*What the exercise asks*. Copy the line with "Where can the shadow" and all lines following it through the last line of the entries, exactly as written.

Data extracted from a collection:
- - - -

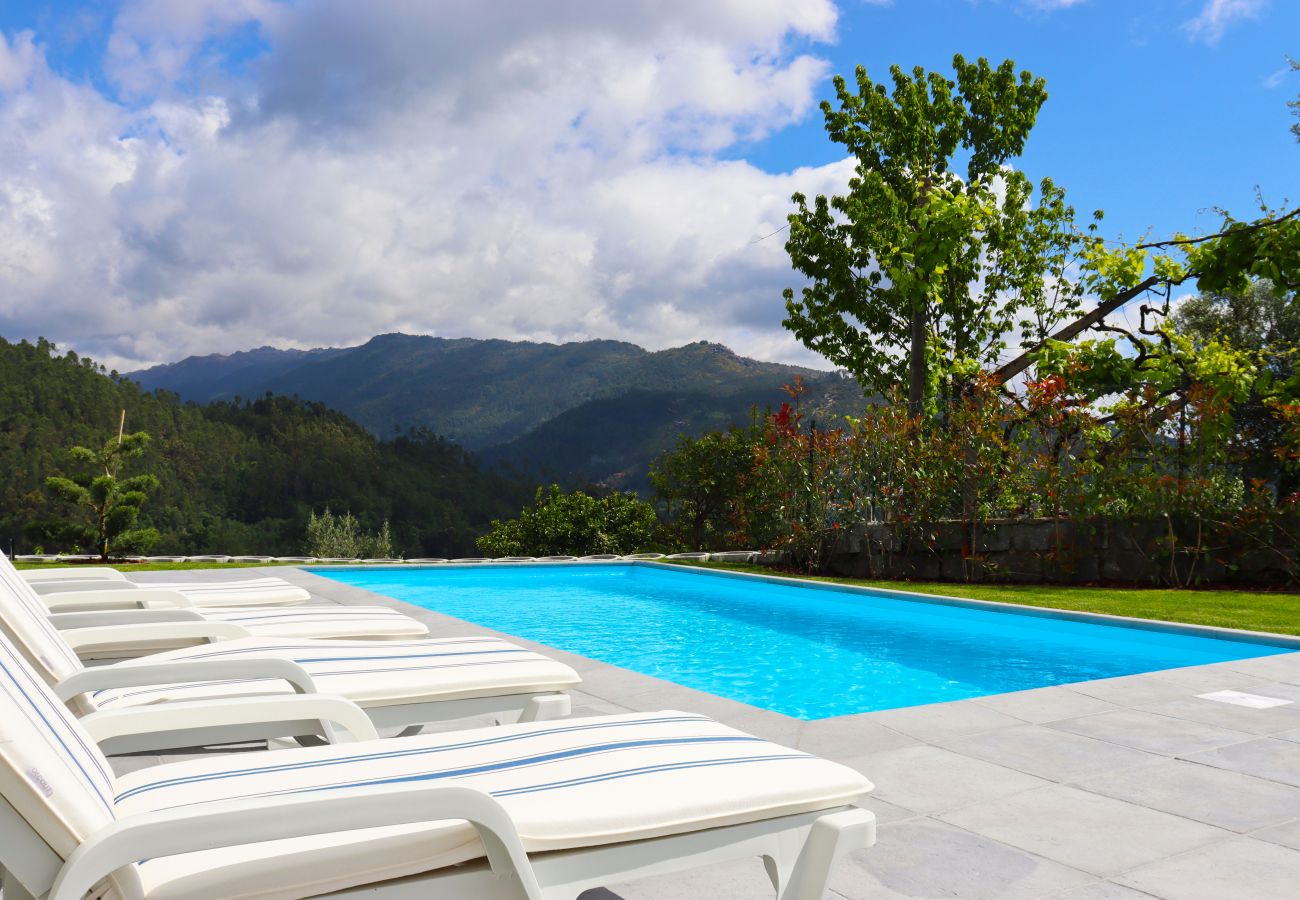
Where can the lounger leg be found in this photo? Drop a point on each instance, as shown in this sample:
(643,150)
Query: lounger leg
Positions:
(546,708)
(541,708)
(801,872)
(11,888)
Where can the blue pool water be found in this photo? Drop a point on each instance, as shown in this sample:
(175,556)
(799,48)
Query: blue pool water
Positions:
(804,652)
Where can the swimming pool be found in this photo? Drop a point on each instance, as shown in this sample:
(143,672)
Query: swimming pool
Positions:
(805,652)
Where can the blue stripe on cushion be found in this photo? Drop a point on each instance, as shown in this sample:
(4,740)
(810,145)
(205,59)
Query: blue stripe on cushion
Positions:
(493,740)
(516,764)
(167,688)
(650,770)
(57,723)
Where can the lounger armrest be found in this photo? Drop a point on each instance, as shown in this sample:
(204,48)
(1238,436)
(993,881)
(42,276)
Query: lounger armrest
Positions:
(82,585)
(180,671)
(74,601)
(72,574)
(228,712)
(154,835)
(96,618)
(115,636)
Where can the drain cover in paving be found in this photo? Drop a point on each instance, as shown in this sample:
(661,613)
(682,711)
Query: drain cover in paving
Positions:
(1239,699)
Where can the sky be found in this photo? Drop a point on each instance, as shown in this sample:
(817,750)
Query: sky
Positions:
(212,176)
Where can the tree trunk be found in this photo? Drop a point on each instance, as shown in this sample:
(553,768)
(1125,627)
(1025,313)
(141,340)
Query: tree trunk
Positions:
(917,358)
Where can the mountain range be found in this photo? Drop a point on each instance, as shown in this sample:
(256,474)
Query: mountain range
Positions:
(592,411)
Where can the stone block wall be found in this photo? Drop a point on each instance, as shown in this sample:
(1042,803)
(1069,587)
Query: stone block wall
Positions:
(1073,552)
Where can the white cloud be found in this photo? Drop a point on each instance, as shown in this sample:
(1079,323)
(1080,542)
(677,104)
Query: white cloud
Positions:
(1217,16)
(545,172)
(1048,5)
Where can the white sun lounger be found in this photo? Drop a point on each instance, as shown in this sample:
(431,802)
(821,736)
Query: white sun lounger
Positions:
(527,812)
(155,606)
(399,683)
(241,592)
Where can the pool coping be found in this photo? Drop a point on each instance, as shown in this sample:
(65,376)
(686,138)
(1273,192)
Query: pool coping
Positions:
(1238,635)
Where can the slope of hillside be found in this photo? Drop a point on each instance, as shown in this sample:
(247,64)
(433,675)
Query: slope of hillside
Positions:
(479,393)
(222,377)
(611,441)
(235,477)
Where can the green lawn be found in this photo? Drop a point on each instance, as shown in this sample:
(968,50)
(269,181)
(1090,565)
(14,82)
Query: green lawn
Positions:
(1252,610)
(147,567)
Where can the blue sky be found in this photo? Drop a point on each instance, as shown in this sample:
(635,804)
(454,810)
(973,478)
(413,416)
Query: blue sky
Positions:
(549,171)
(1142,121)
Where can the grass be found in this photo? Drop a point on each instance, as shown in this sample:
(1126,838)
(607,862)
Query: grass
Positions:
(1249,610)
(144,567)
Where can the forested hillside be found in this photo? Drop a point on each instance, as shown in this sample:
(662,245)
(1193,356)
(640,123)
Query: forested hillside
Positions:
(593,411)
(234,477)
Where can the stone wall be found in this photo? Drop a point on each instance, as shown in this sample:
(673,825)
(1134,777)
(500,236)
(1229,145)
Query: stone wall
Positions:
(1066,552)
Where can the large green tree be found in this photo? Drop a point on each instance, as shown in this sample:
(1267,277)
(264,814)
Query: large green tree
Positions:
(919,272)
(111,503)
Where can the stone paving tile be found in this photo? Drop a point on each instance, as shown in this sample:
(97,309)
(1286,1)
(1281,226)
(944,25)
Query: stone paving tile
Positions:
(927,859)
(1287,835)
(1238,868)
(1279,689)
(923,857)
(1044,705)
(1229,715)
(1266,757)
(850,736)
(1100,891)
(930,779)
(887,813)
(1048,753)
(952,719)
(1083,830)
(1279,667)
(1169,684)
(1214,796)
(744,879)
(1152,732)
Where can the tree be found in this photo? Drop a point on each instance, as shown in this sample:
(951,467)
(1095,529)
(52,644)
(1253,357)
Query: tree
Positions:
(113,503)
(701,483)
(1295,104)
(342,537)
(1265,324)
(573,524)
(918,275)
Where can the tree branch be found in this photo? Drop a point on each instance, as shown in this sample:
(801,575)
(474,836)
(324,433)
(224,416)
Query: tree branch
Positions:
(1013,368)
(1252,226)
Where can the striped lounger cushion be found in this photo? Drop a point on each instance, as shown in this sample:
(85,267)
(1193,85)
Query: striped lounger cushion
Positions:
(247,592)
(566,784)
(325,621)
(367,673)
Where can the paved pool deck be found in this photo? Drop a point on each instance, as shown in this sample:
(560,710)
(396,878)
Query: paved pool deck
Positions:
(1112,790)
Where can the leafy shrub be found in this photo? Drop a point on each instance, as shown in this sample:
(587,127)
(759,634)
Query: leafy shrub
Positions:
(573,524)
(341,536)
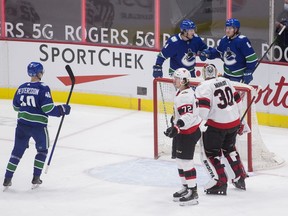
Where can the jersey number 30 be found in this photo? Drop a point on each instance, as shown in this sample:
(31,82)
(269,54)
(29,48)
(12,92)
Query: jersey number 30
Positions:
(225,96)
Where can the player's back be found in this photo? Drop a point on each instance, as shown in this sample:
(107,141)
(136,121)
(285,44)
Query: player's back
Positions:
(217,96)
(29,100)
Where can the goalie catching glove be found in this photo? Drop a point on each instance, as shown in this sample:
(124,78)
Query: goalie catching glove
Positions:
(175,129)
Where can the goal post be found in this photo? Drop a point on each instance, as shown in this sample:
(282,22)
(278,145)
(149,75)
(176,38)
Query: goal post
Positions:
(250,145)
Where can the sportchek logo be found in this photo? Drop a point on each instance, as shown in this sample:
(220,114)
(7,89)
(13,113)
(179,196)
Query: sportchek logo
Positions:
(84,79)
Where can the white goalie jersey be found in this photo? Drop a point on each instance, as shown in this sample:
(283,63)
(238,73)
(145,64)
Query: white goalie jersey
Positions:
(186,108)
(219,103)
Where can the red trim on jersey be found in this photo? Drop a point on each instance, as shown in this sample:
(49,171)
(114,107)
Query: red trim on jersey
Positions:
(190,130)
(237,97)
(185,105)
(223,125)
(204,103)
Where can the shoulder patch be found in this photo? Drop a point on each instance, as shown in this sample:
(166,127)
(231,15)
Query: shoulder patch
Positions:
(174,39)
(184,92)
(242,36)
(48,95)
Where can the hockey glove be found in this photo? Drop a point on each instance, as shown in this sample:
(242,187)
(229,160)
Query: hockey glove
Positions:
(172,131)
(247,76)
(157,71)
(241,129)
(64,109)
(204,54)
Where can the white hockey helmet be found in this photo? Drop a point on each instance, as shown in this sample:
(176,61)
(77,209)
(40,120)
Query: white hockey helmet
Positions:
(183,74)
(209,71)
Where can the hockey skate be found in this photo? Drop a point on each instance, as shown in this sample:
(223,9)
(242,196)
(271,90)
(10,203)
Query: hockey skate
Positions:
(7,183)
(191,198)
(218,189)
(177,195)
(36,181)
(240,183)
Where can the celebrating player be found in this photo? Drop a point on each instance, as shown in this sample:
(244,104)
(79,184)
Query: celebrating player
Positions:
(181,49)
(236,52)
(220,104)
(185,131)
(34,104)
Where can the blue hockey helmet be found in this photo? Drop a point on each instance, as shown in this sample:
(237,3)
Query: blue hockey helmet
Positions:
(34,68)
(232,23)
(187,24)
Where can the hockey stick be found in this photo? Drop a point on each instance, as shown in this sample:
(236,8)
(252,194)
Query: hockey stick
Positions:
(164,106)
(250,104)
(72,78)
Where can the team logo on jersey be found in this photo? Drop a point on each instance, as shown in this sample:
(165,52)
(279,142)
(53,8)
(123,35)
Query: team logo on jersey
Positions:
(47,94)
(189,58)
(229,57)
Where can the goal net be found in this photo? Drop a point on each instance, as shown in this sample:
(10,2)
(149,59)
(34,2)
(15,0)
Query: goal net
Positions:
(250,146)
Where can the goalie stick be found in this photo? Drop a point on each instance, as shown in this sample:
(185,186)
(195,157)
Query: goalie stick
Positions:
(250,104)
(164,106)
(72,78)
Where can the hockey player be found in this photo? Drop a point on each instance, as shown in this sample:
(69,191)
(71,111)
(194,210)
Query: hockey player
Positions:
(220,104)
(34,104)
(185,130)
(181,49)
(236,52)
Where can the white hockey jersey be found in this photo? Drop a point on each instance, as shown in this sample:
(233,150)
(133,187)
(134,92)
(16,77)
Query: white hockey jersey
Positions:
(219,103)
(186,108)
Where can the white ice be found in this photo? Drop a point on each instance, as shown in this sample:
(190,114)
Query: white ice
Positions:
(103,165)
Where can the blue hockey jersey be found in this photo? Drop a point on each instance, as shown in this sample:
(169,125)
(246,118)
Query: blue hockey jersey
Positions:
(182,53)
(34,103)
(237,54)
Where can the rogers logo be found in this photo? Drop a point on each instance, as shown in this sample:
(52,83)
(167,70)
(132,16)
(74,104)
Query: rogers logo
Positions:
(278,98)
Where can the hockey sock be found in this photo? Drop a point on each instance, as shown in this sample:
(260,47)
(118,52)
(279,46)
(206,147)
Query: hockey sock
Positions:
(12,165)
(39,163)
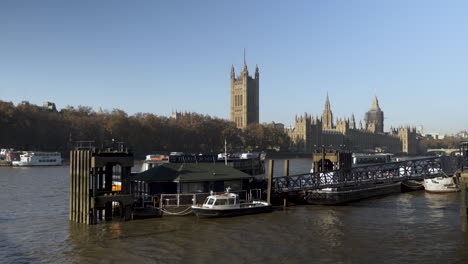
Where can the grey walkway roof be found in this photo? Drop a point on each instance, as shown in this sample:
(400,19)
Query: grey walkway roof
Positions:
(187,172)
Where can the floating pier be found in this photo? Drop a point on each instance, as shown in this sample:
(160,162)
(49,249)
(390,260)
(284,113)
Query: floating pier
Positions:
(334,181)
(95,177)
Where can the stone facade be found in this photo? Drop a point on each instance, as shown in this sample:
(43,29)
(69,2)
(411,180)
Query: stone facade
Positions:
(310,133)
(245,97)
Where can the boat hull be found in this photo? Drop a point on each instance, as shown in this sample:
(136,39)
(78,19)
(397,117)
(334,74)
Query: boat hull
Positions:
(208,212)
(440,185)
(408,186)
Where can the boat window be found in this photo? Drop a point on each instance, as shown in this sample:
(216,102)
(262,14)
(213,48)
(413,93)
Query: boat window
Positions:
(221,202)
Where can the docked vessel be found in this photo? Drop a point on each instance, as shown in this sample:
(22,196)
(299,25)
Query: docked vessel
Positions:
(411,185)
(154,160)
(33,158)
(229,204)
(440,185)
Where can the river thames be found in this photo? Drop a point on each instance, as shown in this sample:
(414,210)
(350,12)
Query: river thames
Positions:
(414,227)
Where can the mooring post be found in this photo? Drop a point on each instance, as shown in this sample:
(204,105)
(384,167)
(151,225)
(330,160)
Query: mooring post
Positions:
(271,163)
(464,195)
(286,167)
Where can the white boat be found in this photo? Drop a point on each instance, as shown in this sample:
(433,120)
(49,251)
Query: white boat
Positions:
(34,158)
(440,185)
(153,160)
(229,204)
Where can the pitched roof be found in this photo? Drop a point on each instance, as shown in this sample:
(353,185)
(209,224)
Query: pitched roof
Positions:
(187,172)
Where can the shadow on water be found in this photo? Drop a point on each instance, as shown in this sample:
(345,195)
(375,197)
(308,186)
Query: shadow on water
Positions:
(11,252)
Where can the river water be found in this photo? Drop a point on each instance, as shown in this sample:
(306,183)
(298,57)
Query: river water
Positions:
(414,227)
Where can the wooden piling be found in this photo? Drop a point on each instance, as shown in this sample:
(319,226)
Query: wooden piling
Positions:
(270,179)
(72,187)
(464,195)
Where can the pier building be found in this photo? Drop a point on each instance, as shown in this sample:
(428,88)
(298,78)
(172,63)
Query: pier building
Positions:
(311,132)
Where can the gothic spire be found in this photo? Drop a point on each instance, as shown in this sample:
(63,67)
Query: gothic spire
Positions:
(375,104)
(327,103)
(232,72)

- - - -

*The answer*.
Where can the shadow on water be found in this photo? Drop a point on each instance, as shown in this sample:
(345,195)
(375,197)
(308,186)
Query: shadow on water
Positions:
(11,252)
Where can the river water be found in this photo? Drop a point on each instance, as shown in this sample:
(306,183)
(298,57)
Query: river water
Positions:
(414,227)
Where can the wooden piling be found in this photo? Drop a point on each instance, as shown in this sample:
(319,226)
Query: wooden piling
Positions:
(270,179)
(72,187)
(464,195)
Where can the pier building be found in this photo? Drop a point on each instance, as shown in this sample:
(428,88)
(298,78)
(172,63)
Query: pier building
Positions:
(311,132)
Where can the gothic spire be found in this photo? Drop a point on each instance, as shown in this sample:
(63,67)
Query: gothic spire
Positions:
(375,104)
(327,103)
(232,72)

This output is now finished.